Partes do exercício »
a) Traduza para o inglês esta frase do texto sobre a Antroposofia: "Segundo Steiner, Kant fora o grande expoente da ruptura entre ciência e mística, fechando toda gama de possibilidades ao acesso do conhecimento da essência das coisas."
b) Imprima a parte do texto sobre a Antroposofia que vai de "dois fatores fundamentais" a "conhecimento (STEINER, 1994).".
c) Prossiga o texto sobre a Antroposofia a partir do ponto em que ele termina.

Em 1923, Xul viaja para Stuttgart para participar das Jornadas Artístico-Pedagógicas, organizadas por Rudolf Steiner (de quem assistira a várias conferências proferidas na ocasião pelo mestre da antroposofia e de quem trouxera para Argentina, vários de seus livros e ensinamentos) (FISCHLER, 2005). A Antroposofia, fundada por Rodolf Steiner, como dissidência da Teosofia de Blavatsky, procura conhecer o "verdadeiro homem real (anthopós)" que se oculta por detrás do naturalismo, apreendido pelas Ciências Naturais. Segundo Steiner, Kant fora o grande expoente da ruptura entre ciência e mística, fechando toda gama de possibilidades ao acesso do conhecimento da essência das coisas. Já, a Antroposofia, tentando resgatar a filosofia aristotélica, faria frente à ciência moderna, abrindo a possibilidade do conhecimento total, "no ponto em que a realidade e a subjetividade se tocam por completo". Assim, os

dois fatores fundamentais para o desenvolvimento futuro da humanidade seria a admissão de que o ser humano é um ser de natureza espiritual, um complexo de necessidade espiritual, e do processo de reunificação entre religião, arte e ciência. O materialismo trouxera desequilíbrio à humanidade ao isolar a ciência dos demais campos do conhecimento (STEINER, 1994).

Conjunto de dados »
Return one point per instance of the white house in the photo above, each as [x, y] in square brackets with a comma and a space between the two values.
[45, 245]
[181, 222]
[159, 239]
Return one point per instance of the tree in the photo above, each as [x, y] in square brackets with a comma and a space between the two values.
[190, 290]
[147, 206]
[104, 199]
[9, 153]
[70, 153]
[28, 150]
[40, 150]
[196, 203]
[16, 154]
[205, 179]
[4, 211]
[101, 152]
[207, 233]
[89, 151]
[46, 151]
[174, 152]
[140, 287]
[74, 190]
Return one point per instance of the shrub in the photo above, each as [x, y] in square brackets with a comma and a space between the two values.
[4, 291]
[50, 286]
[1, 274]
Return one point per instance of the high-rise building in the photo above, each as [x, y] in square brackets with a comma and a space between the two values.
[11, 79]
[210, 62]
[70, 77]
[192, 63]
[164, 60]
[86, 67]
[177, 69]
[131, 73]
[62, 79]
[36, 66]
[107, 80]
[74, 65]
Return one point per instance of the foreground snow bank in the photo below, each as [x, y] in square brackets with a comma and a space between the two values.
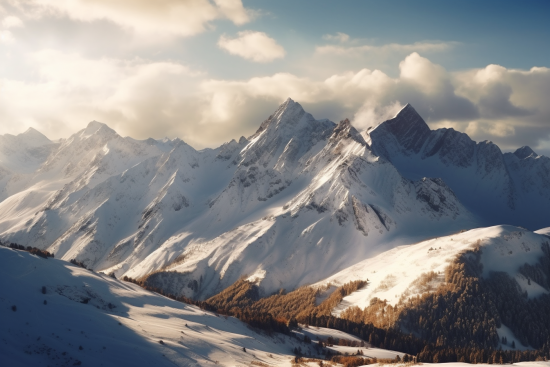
[93, 320]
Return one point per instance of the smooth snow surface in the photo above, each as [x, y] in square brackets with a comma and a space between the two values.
[296, 202]
[116, 323]
[392, 274]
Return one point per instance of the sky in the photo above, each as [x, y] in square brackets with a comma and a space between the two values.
[208, 71]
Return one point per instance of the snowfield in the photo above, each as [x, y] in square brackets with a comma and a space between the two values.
[296, 202]
[116, 323]
[392, 274]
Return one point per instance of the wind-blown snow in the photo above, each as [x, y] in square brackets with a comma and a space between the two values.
[392, 273]
[296, 202]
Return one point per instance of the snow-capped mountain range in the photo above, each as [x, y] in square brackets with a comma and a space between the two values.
[293, 204]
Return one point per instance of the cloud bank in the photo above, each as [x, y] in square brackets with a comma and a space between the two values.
[254, 46]
[142, 98]
[143, 17]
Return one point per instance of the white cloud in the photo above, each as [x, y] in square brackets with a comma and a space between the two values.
[144, 17]
[6, 37]
[356, 51]
[144, 99]
[12, 22]
[338, 37]
[254, 46]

Lista de respostas »
a) According to Steiner, Kant had been the great exponent of the rupture between science and mysticism, closing off the whole range of possibilities for access to knowledge of the essence of things.

b)
dois fatores fundamentais para o desenvolvimento futuro da humanidade seria a admissão de que o ser humano é um ser de natureza espiritual, um complexo de necessidade espiritual, e do processo de reunificação entre religião, arte e ciência. O materialismo trouxera desequilíbrio à humanidade ao isolar a ciência dos demais campos do conhecimento (STEINER, 1994).

c)
Para Steiner, o ser espiritual que foi chamado Cristo não era mais que o Ser Solar (interessante observar aqui o nome Xul Solar, que o artista adotara por volta de 1916)4, já adorado em épocas remotas entre os persas, egípcios e gregos, e nas culturas teutas, noruegas, celtas e outras pagãs, anteriores à passagem de Cristo pela terra.5 Também, é associado a Steiner os Goetheanum, uma arquitetura antroposófica, que se constitui em edificações para congregar comunidades, construídas em Munique e Dornach, na Suíça, localidade em que esteve Goethe. Steiner procurava nesses projetos arquitetônicos, dedicados à educação, reconciliar as artes, de forma integrada, pois acredita que o caos reinante nas cidades modernas é resultante da separação das mesmas. Não se sabe se Xul chegou a conhecer algum desses edifícios, mas Svanascini afirma que há uma fotografia de um deles em seus arquivos (SVANASCINI, 2002. p. 33).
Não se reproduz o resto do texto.